- Task brief
Turn every line of the items below into a numbered list, leaving out blank lines.

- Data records
++++++++
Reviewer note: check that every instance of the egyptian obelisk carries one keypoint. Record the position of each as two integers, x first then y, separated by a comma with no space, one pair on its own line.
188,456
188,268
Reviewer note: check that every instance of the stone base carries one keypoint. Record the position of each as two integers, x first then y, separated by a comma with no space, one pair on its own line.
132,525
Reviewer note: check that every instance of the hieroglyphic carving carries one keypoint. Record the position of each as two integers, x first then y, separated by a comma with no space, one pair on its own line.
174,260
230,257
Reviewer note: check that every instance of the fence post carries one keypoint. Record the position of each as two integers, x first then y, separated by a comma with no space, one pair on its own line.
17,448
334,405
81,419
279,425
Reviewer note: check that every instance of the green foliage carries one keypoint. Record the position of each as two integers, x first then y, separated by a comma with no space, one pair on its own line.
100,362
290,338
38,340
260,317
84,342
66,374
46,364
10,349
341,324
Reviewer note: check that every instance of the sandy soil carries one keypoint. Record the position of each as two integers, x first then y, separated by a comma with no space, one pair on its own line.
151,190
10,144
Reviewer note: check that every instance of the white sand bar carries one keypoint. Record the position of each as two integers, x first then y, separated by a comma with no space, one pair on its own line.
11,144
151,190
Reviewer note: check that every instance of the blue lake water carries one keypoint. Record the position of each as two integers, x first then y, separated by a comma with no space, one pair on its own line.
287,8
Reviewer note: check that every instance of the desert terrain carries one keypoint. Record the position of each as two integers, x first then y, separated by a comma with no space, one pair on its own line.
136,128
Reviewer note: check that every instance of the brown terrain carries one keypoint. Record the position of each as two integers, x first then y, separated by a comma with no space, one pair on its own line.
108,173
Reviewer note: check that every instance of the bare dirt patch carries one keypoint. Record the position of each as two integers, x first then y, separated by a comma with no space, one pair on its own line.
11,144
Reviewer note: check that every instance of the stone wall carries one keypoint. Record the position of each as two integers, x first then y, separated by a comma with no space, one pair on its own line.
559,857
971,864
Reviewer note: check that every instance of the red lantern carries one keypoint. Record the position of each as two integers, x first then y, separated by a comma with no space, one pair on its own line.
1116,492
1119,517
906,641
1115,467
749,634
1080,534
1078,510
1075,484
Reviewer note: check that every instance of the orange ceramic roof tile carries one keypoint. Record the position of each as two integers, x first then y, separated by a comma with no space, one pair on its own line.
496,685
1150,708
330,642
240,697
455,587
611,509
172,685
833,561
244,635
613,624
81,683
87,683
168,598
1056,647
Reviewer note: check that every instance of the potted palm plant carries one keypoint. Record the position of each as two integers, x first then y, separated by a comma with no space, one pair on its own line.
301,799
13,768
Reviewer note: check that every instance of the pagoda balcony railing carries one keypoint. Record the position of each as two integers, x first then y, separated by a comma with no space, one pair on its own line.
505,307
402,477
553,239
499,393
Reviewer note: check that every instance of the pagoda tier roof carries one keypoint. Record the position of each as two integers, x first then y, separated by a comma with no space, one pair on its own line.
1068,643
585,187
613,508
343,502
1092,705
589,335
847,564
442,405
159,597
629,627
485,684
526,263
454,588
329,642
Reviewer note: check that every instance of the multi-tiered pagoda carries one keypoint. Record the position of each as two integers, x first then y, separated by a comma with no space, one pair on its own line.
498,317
++++++++
- Exercise solution
1. Reviewer note: check that every instance of the egyptian obelisk carries one keypoint. Record the position of each as two integers, x first then y, separated by a comma with no space, one pair on its own line.
2. 188,456
3. 188,268
4. Reviewer note: check that every instance of the stone base carries one keypoint. Record the position of each as two integers, x first then y, separated by a comma with no space, one pair on its own line.
5. 132,525
6. Reviewer note: check that every instance of the hieroglyphic carving carries one keypoint. Record the position of each as two integers, x first then y, separated by a comma with no space, one pair on its own line.
7. 174,260
8. 230,257
9. Reviewer note: check that every instance of the fence post carries one keypoint. Record the position of each as two integers, x first then y, separated by a comma with no space, one pair on its own line.
10. 17,448
11. 334,405
12. 81,419
13. 279,425
14. Reviewer note: check that every instance of the green foliage carries one keypoint. Record the position of each as two integers, x first then y, separated by a comma with no space, one pair on its own line.
15. 100,362
16. 290,338
17. 38,340
18. 260,317
19. 84,342
20. 66,374
21. 46,364
22. 10,349
23. 341,324
24. Reviewer note: check that every instance of the sandy soil carries one keypoint. Record the position of each as two integers, x first then y, separated by a comma with no space, one pair on its own line.
25. 151,190
26. 10,144
27. Reviewer note: check that every instance of the white sand bar carries one keypoint. Record the position of each as two integers, x first then y, separated by a comma with no space, one pair on its own line.
28. 11,144
29. 151,190
30. Reviewer note: check that every instance of the blue lake water carries one keypoint. Record the position of each as two integers, x first then y, separated by a comma with no space, one pair on its own line.
31. 287,8
32. Reviewer note: check that every instance of the desert terrain carries one keypoint. Record the position of each as two integers, x first then y, separated by a comma with no space, one pair on its own line.
33. 136,128
34. Reviewer note: check that every instance of the brown terrain carries one keypoint. Record the position of each as two integers, x first then y, separated by a comma with no space, one pair on its own line.
35. 108,173
36. Reviewer note: check that every instance of the bare dirt patch carries one keypoint. Record the position of each as two integers, x first then y, separated by a comma with no space, one pair on its own line.
37. 11,144
38. Reviewer note: check that every instance of the stone wall carries one keypoint. Record the position of each as two integers, x first then y, separated by a comma with no space, one pair on its own line.
39. 559,857
40. 971,864
41. Reviewer note: check that every instance of the red lantern carries one keypoint. Record the position of each as two integers, x first then y, separated by a comma with no space, one pair on its own line.
42. 1116,492
43. 1119,517
44. 906,641
45. 1115,467
46. 749,634
47. 1080,534
48. 1078,510
49. 1075,484
50. Reviewer note: check that every instance of the orange ceramic roof tile carries one keypoint. Record the position of each as two integers, x first then y, separated by a comma with no space, one pair on its own line.
51. 496,685
52. 1150,708
53. 330,642
54. 240,697
55. 455,587
56. 611,509
57. 172,685
58. 833,561
59. 244,635
60. 613,624
61. 81,683
62. 87,683
63. 168,598
64. 1056,647
65. Reviewer note: check that every instance of the potted palm plant carries one keypoint. Record the position of each as two integers, x first then y, separated by a comma with no space, one pair on its own line.
66. 301,799
67. 13,768
68. Reviewer note: check that every instance of the pagoda balcony railing carries one keypoint. Record the position of each as two integers, x first then y, separated by a comma with no space, one pair on its own line.
69. 505,307
70. 402,477
71. 553,239
72. 499,393
73. Reviewer note: check that every instance of the pagoda tier roof carries one keypoint. Record the position of each as two integers, x first then y, separated by a comma with no space, one pair on its own line.
74. 1068,643
75. 585,187
76. 613,508
77. 343,502
78. 1092,705
79. 589,335
80. 847,564
81. 442,405
82. 159,597
83. 629,627
84. 485,684
85. 526,263
86. 454,588
87. 329,642
88. Reviewer note: check that every instance of the multi-tiered pagoda carries one keypoint. Record the position of each as two integers, x first then y, separated by a comma with no space, one pair on its own line.
89. 498,317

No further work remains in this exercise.